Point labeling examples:
[start]

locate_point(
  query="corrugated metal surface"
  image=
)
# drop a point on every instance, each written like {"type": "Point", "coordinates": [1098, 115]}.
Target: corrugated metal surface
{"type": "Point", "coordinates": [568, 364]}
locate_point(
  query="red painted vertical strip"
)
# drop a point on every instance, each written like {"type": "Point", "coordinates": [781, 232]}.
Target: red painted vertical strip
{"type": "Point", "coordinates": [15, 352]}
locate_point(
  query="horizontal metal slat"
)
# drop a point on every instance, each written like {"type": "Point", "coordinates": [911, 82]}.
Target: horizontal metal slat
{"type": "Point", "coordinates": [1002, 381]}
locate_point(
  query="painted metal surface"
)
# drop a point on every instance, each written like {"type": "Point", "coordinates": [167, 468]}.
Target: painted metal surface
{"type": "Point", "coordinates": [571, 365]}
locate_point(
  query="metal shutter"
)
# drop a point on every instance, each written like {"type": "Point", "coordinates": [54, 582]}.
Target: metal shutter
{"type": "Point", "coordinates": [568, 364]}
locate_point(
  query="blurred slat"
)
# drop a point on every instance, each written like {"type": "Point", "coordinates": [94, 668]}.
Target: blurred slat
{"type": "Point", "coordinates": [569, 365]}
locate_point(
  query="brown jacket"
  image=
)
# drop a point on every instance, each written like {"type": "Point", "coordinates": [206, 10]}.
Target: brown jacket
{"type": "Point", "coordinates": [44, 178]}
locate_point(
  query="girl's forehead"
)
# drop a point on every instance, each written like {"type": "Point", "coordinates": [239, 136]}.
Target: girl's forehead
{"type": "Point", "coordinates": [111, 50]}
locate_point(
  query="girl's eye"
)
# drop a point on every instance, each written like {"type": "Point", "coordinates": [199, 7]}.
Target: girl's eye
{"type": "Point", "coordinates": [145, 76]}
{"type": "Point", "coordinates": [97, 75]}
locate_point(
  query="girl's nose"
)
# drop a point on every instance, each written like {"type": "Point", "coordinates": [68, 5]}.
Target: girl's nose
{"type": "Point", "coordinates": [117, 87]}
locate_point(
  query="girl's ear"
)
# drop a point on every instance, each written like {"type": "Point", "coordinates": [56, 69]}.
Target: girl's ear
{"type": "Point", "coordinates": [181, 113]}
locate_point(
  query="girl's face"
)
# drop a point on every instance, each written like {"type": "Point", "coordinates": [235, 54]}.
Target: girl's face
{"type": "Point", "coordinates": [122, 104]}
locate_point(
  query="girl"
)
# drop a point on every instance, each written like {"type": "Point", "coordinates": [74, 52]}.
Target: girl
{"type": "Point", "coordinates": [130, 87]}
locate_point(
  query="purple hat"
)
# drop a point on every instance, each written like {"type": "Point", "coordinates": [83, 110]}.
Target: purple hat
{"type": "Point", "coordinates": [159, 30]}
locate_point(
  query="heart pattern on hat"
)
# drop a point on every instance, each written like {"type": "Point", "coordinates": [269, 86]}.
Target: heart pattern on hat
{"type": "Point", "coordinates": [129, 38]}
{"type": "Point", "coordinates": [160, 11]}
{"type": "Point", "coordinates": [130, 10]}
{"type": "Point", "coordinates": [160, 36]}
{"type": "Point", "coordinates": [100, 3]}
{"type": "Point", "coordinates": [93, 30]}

[end]
[start]

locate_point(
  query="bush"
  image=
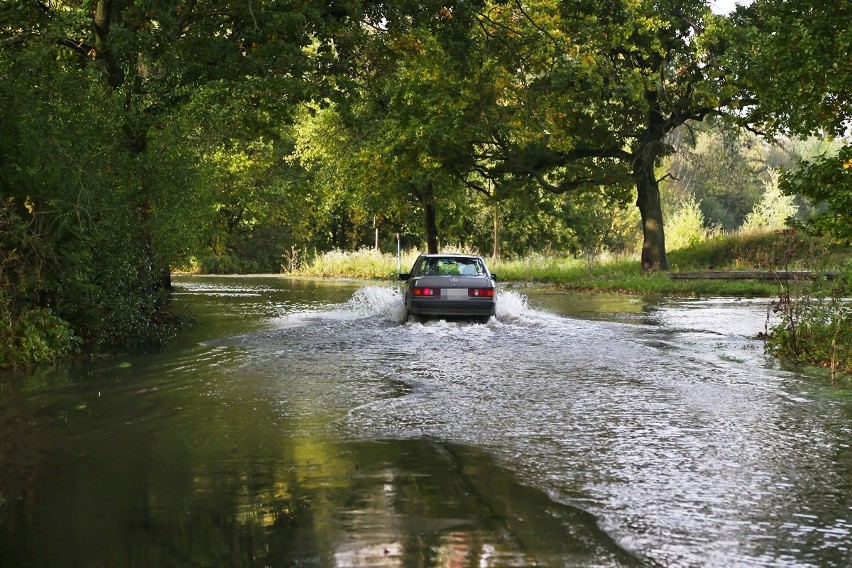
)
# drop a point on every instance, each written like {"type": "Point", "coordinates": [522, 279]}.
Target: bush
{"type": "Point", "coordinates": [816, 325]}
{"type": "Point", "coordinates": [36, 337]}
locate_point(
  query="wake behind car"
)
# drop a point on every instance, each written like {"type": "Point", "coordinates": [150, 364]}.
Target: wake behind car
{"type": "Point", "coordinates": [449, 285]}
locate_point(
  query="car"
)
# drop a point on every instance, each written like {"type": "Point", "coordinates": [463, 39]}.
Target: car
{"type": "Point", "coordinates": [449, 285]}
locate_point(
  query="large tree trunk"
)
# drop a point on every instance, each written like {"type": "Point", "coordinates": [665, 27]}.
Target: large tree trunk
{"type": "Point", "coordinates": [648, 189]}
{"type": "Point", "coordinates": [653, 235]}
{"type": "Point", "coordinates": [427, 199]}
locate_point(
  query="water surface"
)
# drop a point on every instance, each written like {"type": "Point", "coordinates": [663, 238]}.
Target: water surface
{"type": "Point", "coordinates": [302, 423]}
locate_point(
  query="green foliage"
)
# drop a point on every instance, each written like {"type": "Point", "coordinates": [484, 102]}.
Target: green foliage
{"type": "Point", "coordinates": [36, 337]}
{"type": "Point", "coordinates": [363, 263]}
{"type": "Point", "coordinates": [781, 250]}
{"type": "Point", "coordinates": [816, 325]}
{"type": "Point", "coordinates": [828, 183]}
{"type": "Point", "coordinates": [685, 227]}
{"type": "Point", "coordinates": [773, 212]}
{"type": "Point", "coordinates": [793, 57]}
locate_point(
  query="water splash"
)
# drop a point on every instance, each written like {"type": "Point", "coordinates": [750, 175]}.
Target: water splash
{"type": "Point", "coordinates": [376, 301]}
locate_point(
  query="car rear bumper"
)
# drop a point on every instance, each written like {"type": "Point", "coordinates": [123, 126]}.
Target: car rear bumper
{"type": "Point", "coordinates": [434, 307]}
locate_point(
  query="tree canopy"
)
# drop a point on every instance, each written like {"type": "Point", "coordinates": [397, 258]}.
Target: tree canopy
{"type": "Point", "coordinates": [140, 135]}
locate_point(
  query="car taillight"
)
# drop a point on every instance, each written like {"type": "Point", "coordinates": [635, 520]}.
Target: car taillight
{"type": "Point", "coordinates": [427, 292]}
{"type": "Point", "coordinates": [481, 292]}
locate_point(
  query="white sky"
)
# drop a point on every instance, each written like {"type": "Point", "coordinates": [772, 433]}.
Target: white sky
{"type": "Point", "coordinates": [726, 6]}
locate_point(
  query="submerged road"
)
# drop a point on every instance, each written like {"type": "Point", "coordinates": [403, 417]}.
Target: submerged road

[end]

WORK INSTRUCTIONS.
Gather each line from the items above that contains the word "heart".

OUTPUT BELOW.
  query="heart pattern on hat"
Target: heart pattern on hat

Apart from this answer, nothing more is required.